AUFGABE A
Gib aus dem unten stehenden Text zur Formel 1 die Passage wortgetreu wieder, die mit „Was denkt ihr“ beginnt und sich bis einschließlich „Hintergrund finde ich.“ fortsetzt.

AUSGANGSTEXT
_ _ _ _
Ergo wird er in Valencia wieder am Steuer sitzen und wahrscheinlich wieder Millionen Zuschauer an den Fernseher locken.

Ich persönlich freue mich riesig drauf, auch in dem Bewusstsein das Schumi wohl keinen Stich sehen wird mit dem nicht konkurrenzfähigem Ferrari. Einfach die Tatsache das er wieder fahren wird reicht mir um die Formel 1 wieder interessanter zu finden... endlich mal eine positive Nachricht, wenn auch mit tragischem Hintergrund, in einer von Krisen geschüttelten Sportart.

Was denkt ihr darüber? War es die richtige Entscheidung oder ein Riesenfehler?

Ich denke er kann nicht an seinem "Denkmal" rütteln, niemand wird Siege oder ähnliches erwarten mit diesem Auto... für die Formel 1 ist es sicherlich das Beste um die Medien mal wieder auf den sportlichen Teil zu lenken. Selbst der Ausstieg BMWs rückt so in den Hintergrund finde ich.


----------



## Buffed Zensur (30. Juli 2009)

Ich weiß nicht wann im Kreis fahren zum letzten mal spannend war.
Ich glaube da war ich 2 und hab' mein erstes Bobby-Car bekommen.


----------



## Kaldreth (30. Juli 2009)

Buffed schrieb:


> Ich weiß nicht wann im Kreis fahren zum letzten mal spannend war.
_ _ _ _
GEZEIGTE DATENSÄTZE
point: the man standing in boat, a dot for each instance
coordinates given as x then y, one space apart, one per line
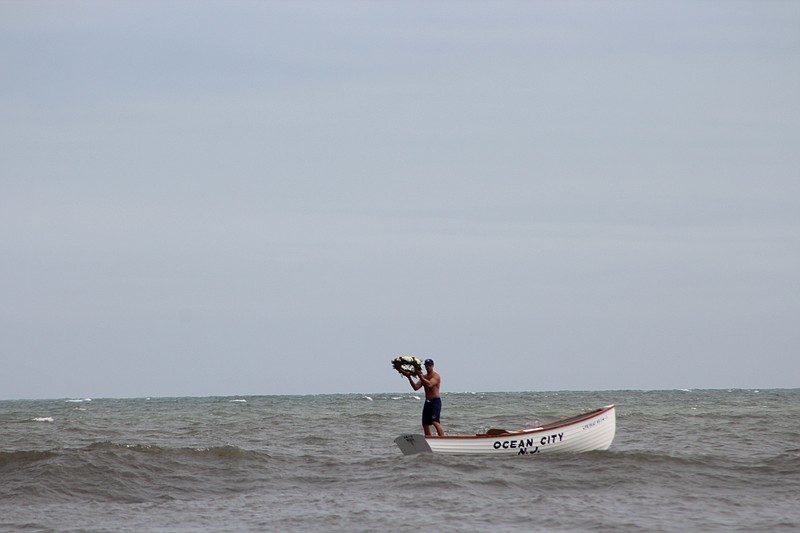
_ _ _ _
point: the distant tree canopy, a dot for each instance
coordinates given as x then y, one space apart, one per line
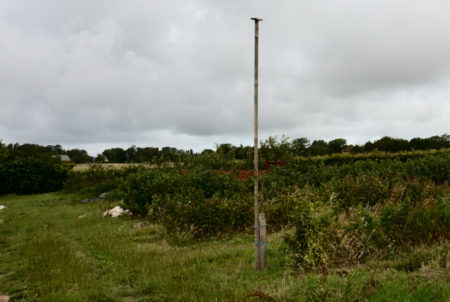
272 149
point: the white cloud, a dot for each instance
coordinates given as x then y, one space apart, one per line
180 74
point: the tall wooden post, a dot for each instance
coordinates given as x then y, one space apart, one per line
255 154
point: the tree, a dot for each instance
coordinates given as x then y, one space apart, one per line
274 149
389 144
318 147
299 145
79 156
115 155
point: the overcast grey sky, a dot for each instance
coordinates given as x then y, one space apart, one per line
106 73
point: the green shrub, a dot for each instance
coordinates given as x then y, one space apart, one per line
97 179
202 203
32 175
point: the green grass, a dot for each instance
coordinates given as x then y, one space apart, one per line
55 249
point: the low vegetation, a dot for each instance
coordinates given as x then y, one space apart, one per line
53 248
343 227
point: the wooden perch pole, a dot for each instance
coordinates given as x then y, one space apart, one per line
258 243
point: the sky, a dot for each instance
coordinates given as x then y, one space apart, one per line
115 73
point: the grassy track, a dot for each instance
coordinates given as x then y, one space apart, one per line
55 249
_ _ _ _
AUFGABE B
Suche in den Datensätzen oben jede Zeile, die das Wort „point“ enthält, und gib jede dieser Zeilen unverändert wieder.

MUSTERLÖSUNG A
Was denkt ihr darüber? War es die richtige Entscheidung oder ein Riesenfehler?

Ich denke er kann nicht an seinem "Denkmal" rütteln, niemand wird Siege oder ähnliches erwarten mit diesem Auto... für die Formel 1 ist es sicherlich das Beste um die Medien mal wieder auf den sportlichen Teil zu lenken. Selbst der Ausstieg BMWs rückt so in den Hintergrund finde ich.

MUSTERLÖSUNG B
point: the man standing in boat, a dot for each instance
point: the distant tree canopy, a dot for each instance
point: the white cloud, a dot for each instance
point: the tall wooden post, a dot for each instance
point: the tree, a dot for each instance
point: the overcast grey sky, a dot for each instance
point: the green shrub, a dot for each instance
point: the green grass, a dot for each instance
point: the low vegetation, a dot for each instance
point: the wooden perch pole, a dot for each instance
point: the sky, a dot for each instance
point: the grassy track, a dot for each instance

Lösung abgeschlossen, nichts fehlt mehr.